Collected data entries
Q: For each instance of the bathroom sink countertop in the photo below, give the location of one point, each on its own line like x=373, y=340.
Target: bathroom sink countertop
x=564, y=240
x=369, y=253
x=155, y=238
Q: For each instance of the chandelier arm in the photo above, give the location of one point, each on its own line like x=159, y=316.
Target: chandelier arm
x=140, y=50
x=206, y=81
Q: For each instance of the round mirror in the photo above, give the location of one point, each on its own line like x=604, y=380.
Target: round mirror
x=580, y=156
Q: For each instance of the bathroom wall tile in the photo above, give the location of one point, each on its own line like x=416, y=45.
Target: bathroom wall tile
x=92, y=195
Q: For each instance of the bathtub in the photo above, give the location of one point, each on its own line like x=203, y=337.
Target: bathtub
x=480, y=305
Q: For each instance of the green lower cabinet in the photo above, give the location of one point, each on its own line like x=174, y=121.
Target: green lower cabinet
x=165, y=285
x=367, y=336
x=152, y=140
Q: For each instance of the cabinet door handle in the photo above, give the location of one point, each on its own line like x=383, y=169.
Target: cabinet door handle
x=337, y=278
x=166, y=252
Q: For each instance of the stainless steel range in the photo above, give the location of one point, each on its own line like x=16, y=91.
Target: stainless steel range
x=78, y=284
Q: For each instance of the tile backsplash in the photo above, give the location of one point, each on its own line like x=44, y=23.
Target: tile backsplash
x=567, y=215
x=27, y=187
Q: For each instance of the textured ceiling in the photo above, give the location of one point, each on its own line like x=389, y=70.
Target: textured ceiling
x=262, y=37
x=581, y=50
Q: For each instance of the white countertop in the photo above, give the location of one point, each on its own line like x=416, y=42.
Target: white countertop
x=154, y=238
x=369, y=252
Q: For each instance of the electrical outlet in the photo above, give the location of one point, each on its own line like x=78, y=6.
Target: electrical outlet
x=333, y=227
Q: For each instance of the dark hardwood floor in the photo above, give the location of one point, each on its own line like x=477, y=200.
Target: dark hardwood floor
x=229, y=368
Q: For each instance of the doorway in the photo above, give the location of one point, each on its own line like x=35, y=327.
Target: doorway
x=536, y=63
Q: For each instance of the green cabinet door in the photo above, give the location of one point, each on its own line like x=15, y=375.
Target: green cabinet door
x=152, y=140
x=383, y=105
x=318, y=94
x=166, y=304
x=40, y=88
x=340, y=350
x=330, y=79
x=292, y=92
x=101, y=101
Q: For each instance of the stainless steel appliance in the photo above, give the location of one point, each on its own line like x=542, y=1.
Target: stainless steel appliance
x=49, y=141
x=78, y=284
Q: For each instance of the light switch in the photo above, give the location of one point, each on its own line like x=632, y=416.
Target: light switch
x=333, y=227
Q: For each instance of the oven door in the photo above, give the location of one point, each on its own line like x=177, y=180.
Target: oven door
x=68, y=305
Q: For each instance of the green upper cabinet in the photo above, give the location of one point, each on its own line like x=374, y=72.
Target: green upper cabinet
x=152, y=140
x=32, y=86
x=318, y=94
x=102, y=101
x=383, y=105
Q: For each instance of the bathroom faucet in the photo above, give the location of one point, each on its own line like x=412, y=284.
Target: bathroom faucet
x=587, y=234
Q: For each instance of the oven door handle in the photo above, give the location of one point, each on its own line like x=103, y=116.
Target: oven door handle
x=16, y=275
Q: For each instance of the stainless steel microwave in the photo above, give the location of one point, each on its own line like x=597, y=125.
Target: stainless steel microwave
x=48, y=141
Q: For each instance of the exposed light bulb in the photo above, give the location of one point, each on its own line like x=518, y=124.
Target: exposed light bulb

_TASK BRIEF_: Every line above from the line with "Q: For each instance of the oven door in" to the line with "Q: For each instance of the green upper", inclusive, must be returned exactly; no other line belongs in the reply.

_RESPONSE TO THE EXERCISE_:
Q: For each instance of the oven door in the photo above, give the location of one point, each on its own line like x=177, y=180.
Target: oven door
x=68, y=305
Q: For each instance of the green upper cabinet in the photo above, give the location of one point, each on its own line like x=374, y=72.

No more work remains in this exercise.